Source:
Ecoutez d’abord le petit podcast ci-dessous :
.
Après Petit Paysan, Au nom de la terre et Revenir, place à La Terre des hommes, le petit dernier à aborder le thème de l’agriculture. Plus qu’un film social sur les difficultés financières dans ce métier, ce thriller dénonce aussi le harcèlement sexuel, à travers l’histoire d’une jeune femme qui tente d’évoluer dans un monde paysan totalement régi par les hommes.
.
Constance (Diane Rouxel) est fille d’éleveur. Avec son fiancé Bruno (Finnegan Oldfield), elle veut reprendre l’exploitation de son père en Bourgogne pour la sauver de la faillite. Mais il faudra s’agrandir, investir, et s’imposer face aux grands exploitants qui se partagent la terre et le pouvoir. Constance obtient le soutien de l’un d’eux, Sylvain (Jalil Lespert), un homme influant et charismatique. Ce dernier va peu à peu imposer son désir au milieu des négociations.
Elle s’était déjà fait remarquer dans La Tête haute d’Emmanuelle Bercot (2015), en décrochant presque le César du meilleur espoir féminin, mais surtout dans Volontaire d’Hélène Fillières (2018), où elle incarne un rôle très semblable à celui de La Terre des hommes, à savoir une jeune femme solide et persévérante. Diane Rouxel incarne Constance, un petit bout de femme dotée d’une grande force de caractère, qui devra se battre pour tenter d’exister dans un milieu masculin et sexiste. L’actrice de 28 ans fait preuve, une fois de plus, d’un grand talent. Nul doute qu’elle ira loin dans sa carrière.

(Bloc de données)
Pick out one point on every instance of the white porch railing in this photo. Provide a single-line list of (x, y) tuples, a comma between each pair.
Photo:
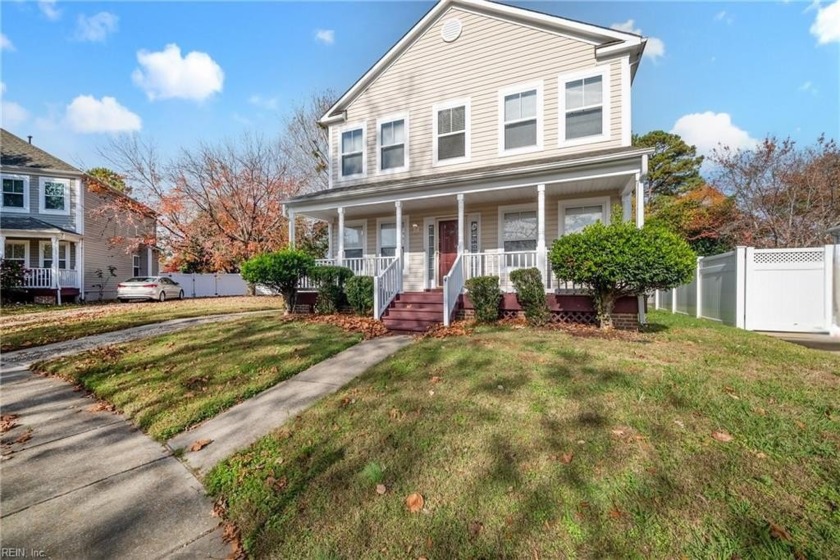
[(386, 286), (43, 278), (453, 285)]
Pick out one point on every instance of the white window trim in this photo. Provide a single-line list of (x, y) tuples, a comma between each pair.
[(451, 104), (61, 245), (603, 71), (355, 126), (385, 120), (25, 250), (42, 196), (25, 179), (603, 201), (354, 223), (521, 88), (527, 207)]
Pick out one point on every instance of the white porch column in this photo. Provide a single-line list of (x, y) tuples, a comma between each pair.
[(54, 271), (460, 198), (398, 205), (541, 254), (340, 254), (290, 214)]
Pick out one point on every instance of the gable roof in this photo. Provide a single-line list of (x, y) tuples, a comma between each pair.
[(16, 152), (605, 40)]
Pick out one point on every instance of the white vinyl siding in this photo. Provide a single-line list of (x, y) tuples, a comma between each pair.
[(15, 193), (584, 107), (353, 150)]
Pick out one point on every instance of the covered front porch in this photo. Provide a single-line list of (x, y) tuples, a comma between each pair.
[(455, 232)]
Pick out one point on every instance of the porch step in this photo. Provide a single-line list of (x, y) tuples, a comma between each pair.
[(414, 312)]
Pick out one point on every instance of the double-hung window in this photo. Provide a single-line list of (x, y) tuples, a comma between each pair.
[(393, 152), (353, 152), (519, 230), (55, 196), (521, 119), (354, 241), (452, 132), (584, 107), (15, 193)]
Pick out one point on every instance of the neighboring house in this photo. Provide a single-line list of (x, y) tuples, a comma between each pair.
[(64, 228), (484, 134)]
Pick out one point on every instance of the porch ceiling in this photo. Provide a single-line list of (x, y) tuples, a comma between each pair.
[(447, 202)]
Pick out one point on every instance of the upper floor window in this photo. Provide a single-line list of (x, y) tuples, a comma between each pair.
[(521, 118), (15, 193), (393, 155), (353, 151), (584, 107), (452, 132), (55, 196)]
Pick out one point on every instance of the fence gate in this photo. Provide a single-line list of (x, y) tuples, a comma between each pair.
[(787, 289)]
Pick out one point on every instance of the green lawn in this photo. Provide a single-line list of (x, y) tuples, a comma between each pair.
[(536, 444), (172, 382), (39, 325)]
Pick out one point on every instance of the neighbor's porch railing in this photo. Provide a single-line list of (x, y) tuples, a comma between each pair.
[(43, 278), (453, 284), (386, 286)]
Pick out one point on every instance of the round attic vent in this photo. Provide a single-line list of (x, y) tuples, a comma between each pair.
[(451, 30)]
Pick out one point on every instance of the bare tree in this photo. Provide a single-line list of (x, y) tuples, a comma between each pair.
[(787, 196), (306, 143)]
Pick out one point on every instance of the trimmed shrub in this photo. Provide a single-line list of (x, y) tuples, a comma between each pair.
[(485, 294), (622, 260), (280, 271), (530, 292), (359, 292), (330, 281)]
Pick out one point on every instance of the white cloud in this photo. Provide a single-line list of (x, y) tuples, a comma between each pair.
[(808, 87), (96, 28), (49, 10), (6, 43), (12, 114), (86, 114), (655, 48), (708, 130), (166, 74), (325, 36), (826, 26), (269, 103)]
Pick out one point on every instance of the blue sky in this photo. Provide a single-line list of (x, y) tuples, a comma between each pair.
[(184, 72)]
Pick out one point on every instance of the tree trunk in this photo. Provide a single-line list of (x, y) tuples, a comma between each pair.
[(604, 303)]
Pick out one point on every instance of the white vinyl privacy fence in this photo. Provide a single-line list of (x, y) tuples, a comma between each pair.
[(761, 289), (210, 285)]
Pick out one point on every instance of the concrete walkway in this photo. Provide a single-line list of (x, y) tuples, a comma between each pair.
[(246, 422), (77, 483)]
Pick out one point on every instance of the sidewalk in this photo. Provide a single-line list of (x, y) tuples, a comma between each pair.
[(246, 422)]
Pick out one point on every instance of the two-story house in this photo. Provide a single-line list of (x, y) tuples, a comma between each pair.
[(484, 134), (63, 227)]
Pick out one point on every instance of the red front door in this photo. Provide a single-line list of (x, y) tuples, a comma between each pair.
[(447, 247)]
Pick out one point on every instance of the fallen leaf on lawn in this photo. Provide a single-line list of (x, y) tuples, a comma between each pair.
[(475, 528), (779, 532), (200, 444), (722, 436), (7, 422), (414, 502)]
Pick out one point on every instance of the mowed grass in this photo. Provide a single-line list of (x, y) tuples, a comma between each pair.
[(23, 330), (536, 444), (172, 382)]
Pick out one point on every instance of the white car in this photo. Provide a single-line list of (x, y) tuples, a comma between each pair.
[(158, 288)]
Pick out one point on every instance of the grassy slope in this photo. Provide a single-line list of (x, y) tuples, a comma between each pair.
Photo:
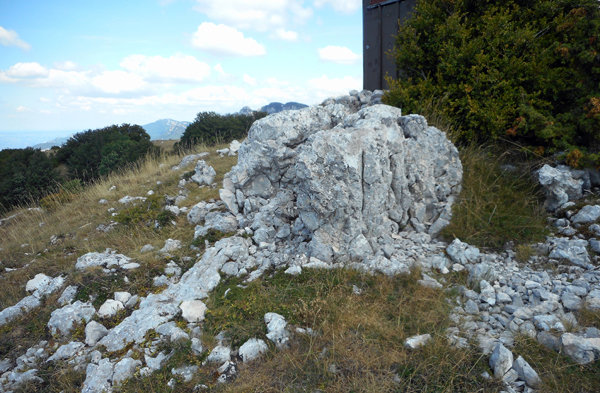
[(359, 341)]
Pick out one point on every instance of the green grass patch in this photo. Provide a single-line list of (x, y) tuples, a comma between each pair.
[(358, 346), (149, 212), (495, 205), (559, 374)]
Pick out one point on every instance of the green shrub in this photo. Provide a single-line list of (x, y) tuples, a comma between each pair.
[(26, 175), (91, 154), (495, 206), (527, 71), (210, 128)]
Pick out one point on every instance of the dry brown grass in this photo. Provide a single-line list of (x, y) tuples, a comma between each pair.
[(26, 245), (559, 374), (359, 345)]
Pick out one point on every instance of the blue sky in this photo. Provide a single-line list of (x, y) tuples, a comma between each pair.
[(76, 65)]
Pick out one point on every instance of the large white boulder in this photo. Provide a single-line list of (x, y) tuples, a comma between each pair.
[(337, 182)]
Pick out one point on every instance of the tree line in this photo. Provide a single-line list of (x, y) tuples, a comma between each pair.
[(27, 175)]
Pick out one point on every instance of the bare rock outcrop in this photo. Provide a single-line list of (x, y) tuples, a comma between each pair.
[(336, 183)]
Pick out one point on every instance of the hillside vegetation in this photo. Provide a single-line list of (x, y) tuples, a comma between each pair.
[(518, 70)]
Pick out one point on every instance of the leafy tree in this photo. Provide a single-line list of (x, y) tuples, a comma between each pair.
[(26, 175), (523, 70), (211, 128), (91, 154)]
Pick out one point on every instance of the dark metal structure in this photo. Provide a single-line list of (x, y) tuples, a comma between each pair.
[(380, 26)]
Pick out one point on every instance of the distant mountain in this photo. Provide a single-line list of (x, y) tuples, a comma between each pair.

Consignes de l'exercice:
(1) D'après la source, dans quelle région se trouve l'exploitation que Constance veut reprendre ?
(2) Traduisez en anglais la phrase suivante de la source : « L’actrice de 28 ans fait preuve, une fois de plus, d’un grand talent. »

Réponses par consigne:
(1) En Bourgogne.

(2) The 28-year-old actress once again shows great talent.